● **Problem**: Please output exactly the lines from the one containing "Task: place one keypoint per instance of the crow's outstretched" through the last line of the records, both included.

[Point-per-instance localization data]
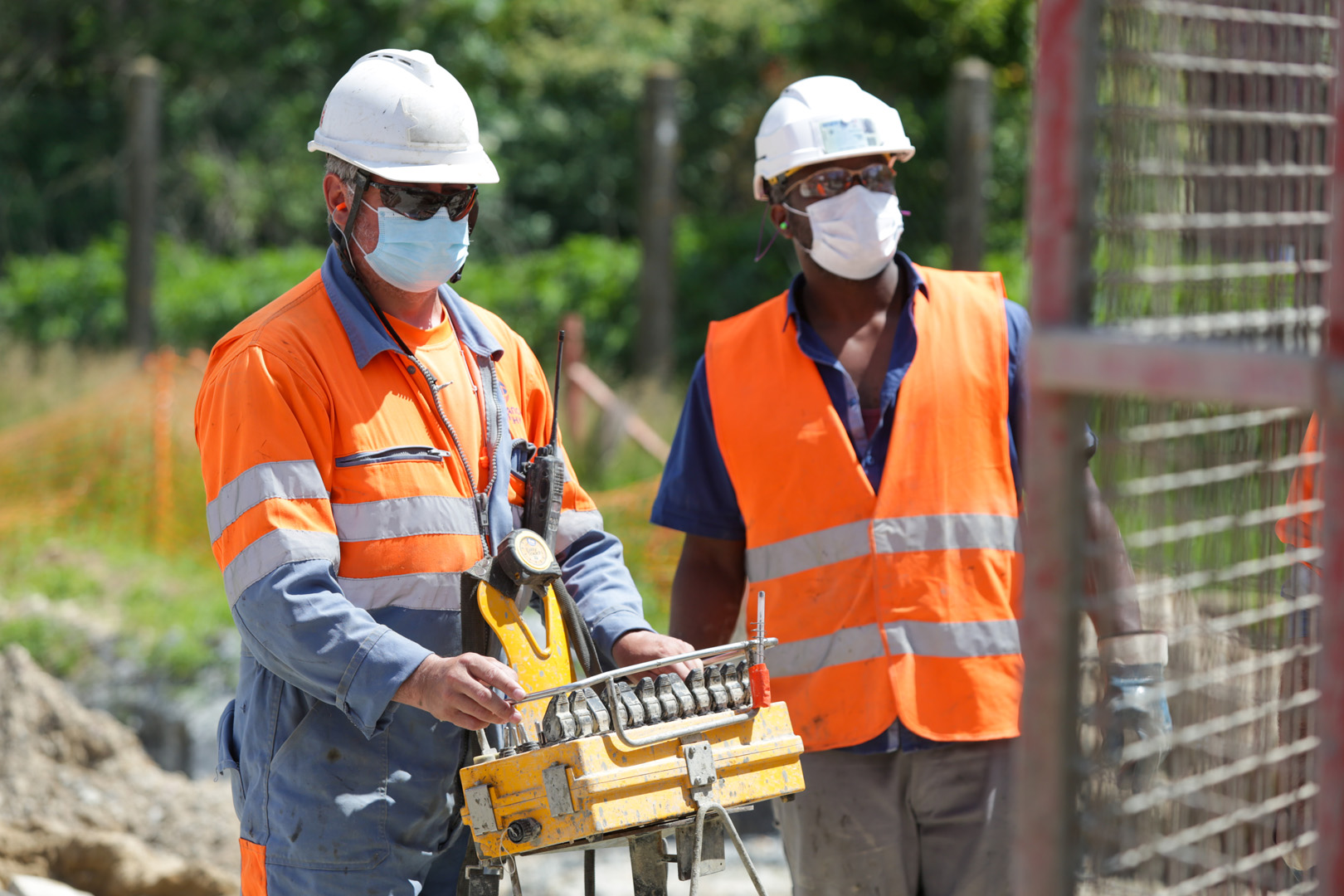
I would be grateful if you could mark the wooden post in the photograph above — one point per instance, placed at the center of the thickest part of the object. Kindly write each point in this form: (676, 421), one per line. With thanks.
(572, 422)
(657, 206)
(163, 366)
(969, 134)
(141, 187)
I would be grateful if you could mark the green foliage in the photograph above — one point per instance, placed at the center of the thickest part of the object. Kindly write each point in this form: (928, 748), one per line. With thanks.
(557, 89)
(593, 275)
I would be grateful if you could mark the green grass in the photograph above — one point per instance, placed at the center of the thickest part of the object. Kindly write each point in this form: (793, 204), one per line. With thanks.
(167, 611)
(56, 646)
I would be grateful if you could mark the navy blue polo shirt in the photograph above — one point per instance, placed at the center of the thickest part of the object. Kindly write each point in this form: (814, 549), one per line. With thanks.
(696, 494)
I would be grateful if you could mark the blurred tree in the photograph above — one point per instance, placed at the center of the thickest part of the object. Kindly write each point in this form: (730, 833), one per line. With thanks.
(557, 89)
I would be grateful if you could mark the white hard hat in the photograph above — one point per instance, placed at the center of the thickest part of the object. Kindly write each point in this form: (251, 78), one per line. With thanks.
(823, 119)
(399, 114)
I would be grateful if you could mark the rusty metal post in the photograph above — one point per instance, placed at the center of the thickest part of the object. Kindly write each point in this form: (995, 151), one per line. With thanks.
(141, 188)
(969, 134)
(657, 207)
(1046, 778)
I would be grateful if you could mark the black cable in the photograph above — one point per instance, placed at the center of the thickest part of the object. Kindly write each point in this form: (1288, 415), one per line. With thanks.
(581, 638)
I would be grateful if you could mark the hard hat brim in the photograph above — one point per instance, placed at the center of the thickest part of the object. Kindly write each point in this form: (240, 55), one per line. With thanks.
(475, 168)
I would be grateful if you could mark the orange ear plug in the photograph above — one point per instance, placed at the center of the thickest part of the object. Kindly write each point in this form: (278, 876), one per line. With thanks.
(758, 674)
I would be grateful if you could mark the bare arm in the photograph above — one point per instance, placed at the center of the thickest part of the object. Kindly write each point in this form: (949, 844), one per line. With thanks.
(1108, 578)
(707, 590)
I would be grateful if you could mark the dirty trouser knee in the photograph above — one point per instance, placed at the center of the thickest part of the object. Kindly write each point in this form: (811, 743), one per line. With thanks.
(930, 822)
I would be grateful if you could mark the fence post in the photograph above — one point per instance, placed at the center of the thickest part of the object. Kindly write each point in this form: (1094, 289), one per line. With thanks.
(163, 364)
(657, 206)
(1329, 727)
(1045, 774)
(969, 136)
(141, 187)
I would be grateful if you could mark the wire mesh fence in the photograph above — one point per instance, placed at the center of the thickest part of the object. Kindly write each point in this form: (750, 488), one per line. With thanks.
(1211, 223)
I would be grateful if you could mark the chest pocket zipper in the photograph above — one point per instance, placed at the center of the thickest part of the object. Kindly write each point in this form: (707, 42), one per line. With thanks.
(394, 455)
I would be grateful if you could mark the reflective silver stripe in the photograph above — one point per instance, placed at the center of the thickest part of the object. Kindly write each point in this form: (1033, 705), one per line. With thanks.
(270, 551)
(277, 480)
(397, 518)
(955, 638)
(808, 551)
(893, 535)
(574, 524)
(945, 533)
(810, 655)
(414, 592)
(958, 640)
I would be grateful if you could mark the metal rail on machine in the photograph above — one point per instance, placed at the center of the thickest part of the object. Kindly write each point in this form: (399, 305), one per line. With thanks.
(715, 742)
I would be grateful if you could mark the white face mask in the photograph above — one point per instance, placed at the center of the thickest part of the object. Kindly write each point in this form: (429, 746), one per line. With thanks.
(855, 234)
(417, 256)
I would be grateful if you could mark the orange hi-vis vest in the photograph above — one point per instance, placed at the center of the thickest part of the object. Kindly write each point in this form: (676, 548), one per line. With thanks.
(899, 603)
(1301, 529)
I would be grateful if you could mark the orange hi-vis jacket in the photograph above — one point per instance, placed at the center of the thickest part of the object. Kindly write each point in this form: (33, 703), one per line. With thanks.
(343, 514)
(898, 603)
(1301, 529)
(311, 453)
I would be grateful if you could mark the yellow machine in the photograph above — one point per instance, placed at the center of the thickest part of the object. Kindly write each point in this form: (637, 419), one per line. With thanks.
(600, 761)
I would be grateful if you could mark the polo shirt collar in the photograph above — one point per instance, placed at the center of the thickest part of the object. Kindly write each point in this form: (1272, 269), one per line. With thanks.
(364, 331)
(908, 275)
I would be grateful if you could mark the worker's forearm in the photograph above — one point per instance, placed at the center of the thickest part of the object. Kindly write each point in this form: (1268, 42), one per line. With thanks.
(1109, 578)
(707, 592)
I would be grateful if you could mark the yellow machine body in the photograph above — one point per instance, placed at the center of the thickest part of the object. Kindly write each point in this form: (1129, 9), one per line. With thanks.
(538, 666)
(597, 785)
(613, 787)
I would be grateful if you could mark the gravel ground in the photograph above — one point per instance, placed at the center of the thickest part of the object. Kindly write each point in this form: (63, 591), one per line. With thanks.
(562, 874)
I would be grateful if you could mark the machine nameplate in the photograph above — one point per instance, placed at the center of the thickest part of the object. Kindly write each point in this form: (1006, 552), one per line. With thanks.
(699, 763)
(558, 790)
(481, 811)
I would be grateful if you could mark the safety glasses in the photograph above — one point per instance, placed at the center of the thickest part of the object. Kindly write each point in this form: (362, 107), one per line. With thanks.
(422, 204)
(832, 182)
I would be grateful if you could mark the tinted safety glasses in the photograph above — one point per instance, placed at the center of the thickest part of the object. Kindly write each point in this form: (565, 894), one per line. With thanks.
(832, 182)
(422, 204)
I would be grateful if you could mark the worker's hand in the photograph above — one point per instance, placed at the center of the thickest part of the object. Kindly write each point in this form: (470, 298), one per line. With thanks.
(1135, 711)
(644, 646)
(457, 689)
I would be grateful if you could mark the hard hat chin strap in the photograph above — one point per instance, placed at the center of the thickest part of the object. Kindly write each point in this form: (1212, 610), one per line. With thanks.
(357, 202)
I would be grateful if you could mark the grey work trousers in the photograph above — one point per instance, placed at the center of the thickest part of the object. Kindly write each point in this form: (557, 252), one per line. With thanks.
(932, 822)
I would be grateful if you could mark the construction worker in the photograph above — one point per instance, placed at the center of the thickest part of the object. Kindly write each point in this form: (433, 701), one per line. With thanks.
(360, 438)
(1300, 529)
(851, 449)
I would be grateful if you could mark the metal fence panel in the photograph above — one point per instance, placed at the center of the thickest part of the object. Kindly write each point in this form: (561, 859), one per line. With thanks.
(1181, 231)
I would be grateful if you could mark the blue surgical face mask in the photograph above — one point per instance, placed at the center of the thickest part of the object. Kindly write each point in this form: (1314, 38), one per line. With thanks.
(417, 256)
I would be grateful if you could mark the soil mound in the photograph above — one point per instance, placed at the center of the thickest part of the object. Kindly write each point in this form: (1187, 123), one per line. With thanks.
(82, 802)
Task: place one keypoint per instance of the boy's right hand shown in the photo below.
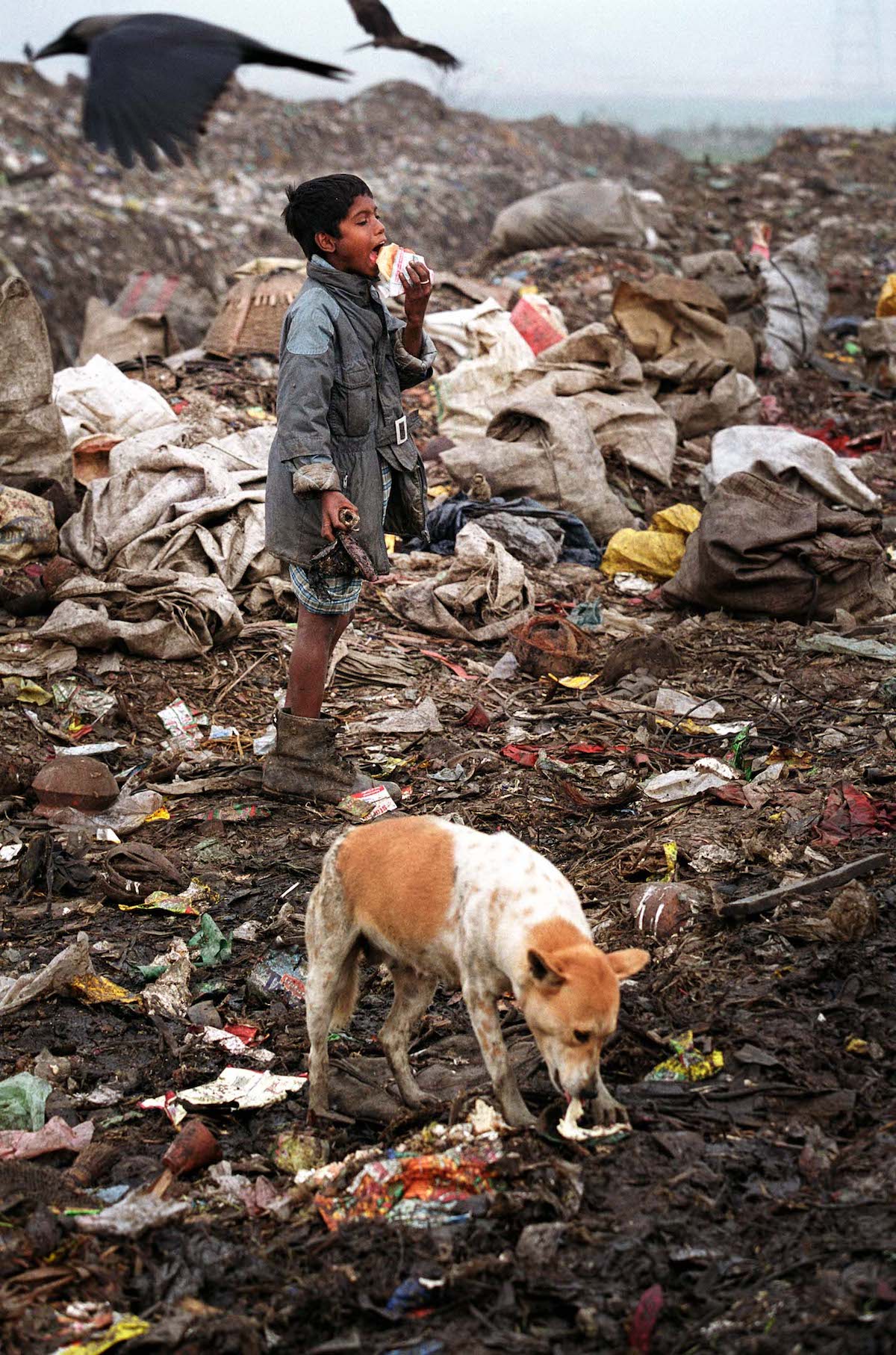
(332, 504)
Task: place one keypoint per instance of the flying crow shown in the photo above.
(376, 19)
(153, 79)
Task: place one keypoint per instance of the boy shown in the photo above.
(341, 444)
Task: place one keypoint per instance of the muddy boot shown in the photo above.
(305, 762)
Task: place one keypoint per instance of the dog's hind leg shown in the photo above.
(494, 1053)
(331, 988)
(413, 995)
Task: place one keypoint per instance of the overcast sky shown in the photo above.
(531, 56)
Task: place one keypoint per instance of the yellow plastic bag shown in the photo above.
(887, 300)
(679, 518)
(656, 554)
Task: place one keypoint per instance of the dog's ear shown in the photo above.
(541, 972)
(627, 962)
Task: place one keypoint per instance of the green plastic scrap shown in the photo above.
(737, 750)
(23, 1102)
(210, 942)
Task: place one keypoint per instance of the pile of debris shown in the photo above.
(651, 632)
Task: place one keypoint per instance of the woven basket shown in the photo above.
(252, 314)
(551, 645)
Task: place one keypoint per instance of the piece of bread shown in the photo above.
(385, 261)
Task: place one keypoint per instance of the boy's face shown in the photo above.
(361, 239)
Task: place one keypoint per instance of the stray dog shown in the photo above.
(436, 902)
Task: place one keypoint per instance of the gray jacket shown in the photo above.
(343, 368)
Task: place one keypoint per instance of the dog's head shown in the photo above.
(570, 1002)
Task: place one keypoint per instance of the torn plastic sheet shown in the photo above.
(241, 1088)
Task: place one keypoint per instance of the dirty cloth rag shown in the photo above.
(484, 595)
(190, 509)
(455, 511)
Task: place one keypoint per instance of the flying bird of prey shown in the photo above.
(376, 19)
(153, 79)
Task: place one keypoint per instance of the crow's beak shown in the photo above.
(53, 49)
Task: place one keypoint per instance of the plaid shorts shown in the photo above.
(335, 597)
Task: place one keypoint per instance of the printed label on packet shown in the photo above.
(368, 804)
(393, 288)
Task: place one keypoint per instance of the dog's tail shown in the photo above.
(346, 987)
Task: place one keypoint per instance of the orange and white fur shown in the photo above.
(441, 903)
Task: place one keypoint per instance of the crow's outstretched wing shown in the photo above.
(376, 19)
(153, 80)
(431, 52)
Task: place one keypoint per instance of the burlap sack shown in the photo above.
(765, 549)
(543, 447)
(586, 211)
(33, 442)
(484, 595)
(662, 316)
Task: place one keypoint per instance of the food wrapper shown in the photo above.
(686, 1064)
(570, 1126)
(364, 805)
(391, 286)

● **Answer box**:
Task: place one keypoint per instance of the crow's outstretched wing shown in the photo above.
(376, 19)
(153, 80)
(431, 52)
Task: place one keypoint per instance of the burlap sack shown in the photo above.
(765, 549)
(543, 447)
(586, 211)
(33, 442)
(484, 595)
(662, 316)
Task: place one keypoint per instance of the food wrapper shown in the photo above.
(686, 1064)
(570, 1126)
(364, 805)
(391, 286)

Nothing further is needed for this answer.